◆ List of tasks
- 1) Using the Lodestar passage, decide whether each statement agrees with it: (a) With a light payload and a good pilot, the Lodestar could get airborne in as little as 985 feet. (b) The Lodestar needed 45 minutes to reach 15,000 feet. (c) A Lockheed spokesman said the company's records on the plane were complete. For each, answer yes or no and quote the deciding words from the passage.
- 2) From the rows, write out exactly the lines starting with the line that contains "97L115 110L125 111L128" and going on through the line that contains "positive clicks: (115, 102)", both included.

◆ Document extract

------------------------------------------------------------

The pilot eased the throttles forward, released the brakes, and the plane waddled ahead. Facing the rear, we parachutists could see the foliage racing by the open door. As the plane’s tail lifted slowly in the air, the world went by in a hurry, like a camera panning too fast. Then the ship was airborne, banking sharply at tree-top level. We could now take our crash helmets off until jump run. The apprehension lessened. Hell, only the pilot had to worry about getting the thing down intact.

You must remember this: In the last scene of the 1942 movie, Casablanca, Humphrey Bogart stares tenderly at Ingrid Bergman and tells her she better be getting on that plane. Aviation nuts and trivia freaks know that she and Laszlo fade into the foggy mist with a Lockheed Lodestar waiting impatiently on the apron.

The Tales of the Legendary Lockheed Lodestar

Photo via Wikipedia

The twin-tailed Lodestar—known also as the Model 18—was one of Lockheed's journeyman planes, carrying cargo, including marijuana, or people across the nation at 251 mph. Not exactly the Concorde, but pretty damn fast for World War II.

Meanwhile, the plane had gained a new, cult-like popularity. One pilot said the Lodestar was also a specialty ship, good for only two jobs: marijuana smuggling from Colombia, or whisking a couple dozen skydivers up to 15,000 feet for a free-fall orgy.

The Lodestar had enviable specifications for an airplane of its size and age, which allowed it to accomplish either task, marijuana smuggling or sky diving, with ease. First, it could take off and land on a relatively short runway (or on dirt fields). With a light payload and a good pilot, she could get airborne in as little as 985 feet, and would touch down and roll to a stop in less than 600 yards. Smugglers didn’t often fly in or out of airports—especially ones with long runways—so the short field capability was an attractive one.

The plane also had a 1,740" per minute rate of climb, which is especially good for parachuting. Before big planes were used in skydiving, four or five jumpers would be crammed like sardines into a small Cessna or other single-engine plane for a 45-minute ride before being able to make a long free fall. The Lodestar could have made 15,000 in 12 minutes. And—aside from the unnerving take off—the ride is roomy and comfortable.

Of course, the Lodestar was used by lots of pilots other those involved in marijuana smuggling or skydiving. The stripped-down version was a popular cargo plane, which had proven to be economical on short runs.

The Creation of Learjet

Photo via Adastron

In its prime, nobody knew for sure just how many Lodestars were actually flying around. A spokesman for Lockheed said, “Our records are very, very sketchy on this airplane.” The thriftiness of the Lodestar had attracted the attention of two disparate aficionados of the skies: Bill Lear and Kenny Burnstine. The former was a capitalist of the airplane industry, the latter a maven of the marijuana smuggling industry.

------------------------------------------------------------

◆ Records provided
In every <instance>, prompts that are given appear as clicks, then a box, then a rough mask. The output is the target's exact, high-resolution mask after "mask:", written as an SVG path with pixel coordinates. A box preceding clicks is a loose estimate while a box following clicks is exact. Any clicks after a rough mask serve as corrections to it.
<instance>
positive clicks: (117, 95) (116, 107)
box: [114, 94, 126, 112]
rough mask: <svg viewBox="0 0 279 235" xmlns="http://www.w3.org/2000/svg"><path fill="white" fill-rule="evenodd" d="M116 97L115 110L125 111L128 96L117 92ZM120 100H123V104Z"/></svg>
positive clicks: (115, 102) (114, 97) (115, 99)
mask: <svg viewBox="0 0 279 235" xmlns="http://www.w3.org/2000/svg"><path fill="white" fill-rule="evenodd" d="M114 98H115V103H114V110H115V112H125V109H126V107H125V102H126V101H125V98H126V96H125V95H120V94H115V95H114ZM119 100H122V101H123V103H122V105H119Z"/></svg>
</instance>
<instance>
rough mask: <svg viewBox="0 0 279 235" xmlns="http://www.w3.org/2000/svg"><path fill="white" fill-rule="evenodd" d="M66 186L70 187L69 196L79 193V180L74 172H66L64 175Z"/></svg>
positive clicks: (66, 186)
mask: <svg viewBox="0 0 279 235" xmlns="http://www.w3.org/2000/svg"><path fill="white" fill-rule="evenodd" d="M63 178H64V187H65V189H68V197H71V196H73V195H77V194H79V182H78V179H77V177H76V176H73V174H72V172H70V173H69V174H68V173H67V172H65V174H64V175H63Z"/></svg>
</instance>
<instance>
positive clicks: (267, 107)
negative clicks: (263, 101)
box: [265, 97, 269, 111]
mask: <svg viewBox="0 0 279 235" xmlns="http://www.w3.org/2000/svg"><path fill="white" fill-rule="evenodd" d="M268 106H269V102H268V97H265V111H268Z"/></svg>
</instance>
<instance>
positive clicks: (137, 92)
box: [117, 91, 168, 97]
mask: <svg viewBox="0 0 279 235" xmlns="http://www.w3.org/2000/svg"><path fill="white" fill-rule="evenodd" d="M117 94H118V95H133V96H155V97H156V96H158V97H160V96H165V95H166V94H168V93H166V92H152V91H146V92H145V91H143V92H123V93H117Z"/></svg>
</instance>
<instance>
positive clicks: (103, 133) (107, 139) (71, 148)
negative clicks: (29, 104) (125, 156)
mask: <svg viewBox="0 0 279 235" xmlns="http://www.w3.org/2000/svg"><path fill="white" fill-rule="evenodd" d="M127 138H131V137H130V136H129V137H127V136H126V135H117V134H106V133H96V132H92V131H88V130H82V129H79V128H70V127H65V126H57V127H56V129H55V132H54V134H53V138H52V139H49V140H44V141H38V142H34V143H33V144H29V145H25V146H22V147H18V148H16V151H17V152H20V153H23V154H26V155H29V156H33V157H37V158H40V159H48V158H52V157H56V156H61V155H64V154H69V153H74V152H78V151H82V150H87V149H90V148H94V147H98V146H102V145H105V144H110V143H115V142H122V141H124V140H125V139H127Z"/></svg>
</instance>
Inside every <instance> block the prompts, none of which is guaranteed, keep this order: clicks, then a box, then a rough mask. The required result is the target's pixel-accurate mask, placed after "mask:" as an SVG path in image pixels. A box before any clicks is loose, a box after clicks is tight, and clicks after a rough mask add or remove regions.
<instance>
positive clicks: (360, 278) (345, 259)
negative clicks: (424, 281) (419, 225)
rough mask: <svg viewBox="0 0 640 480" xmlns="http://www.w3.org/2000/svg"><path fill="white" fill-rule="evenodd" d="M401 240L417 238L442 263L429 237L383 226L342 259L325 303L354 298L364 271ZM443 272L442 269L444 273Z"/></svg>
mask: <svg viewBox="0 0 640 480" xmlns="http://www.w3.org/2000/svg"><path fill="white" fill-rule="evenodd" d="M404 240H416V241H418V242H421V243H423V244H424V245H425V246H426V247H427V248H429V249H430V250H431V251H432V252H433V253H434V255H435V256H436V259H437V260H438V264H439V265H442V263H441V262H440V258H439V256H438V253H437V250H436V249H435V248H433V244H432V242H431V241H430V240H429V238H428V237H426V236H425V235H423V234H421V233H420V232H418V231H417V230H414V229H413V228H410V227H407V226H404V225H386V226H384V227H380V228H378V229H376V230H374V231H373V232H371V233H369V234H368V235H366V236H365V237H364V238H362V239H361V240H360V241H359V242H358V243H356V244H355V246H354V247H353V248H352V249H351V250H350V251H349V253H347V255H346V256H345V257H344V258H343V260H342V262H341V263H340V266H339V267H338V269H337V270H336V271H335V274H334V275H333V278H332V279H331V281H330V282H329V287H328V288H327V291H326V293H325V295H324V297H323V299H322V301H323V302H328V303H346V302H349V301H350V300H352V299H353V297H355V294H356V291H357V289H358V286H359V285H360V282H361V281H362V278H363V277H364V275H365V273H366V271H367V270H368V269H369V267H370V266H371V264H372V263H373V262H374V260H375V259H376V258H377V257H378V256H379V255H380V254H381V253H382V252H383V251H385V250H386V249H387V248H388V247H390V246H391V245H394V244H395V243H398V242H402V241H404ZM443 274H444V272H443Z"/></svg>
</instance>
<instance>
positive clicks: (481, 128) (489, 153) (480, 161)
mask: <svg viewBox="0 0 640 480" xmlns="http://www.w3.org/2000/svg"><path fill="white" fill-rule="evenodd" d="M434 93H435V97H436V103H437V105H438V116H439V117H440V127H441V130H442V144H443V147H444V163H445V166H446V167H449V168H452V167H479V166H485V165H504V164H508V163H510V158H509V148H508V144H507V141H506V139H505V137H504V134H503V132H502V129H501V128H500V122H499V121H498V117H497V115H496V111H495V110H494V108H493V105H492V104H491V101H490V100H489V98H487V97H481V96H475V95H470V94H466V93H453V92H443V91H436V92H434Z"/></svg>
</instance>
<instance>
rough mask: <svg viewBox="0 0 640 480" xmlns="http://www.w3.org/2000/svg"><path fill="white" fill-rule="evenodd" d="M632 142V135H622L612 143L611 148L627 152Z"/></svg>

------------------------------------------------------------

◆ Answers provided
- 1)
(a) Yes: "With a light payload and a good pilot, she could get airborne in as little as 985 feet"
(b) No: "The Lodestar could have made 15,000 in 12 minutes."
(c) No: "Our records are very, very sketchy on this airplane."

- 2)
rough mask: <svg viewBox="0 0 279 235" xmlns="http://www.w3.org/2000/svg"><path fill="white" fill-rule="evenodd" d="M116 97L115 110L125 111L128 96L117 92ZM120 100H123V104Z"/></svg>
positive clicks: (115, 102) (114, 97) (115, 99)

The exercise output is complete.